Your objective: Copy every row below in full, requests included, and scale only the bounding-box coordinates in the answers by 2.25, rounding each to a whole number with halves rounded up.

Entries:

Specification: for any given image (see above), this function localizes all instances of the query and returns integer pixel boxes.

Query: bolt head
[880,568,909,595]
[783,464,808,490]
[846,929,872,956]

Result of the exercise:
Specification: for any given image (see above), this function localizes all instances of the query and returns integer pixel boxes.

Query: bolt head
[1980,1278,2045,1339]
[1762,1044,1818,1103]
[1904,2090,1962,2151]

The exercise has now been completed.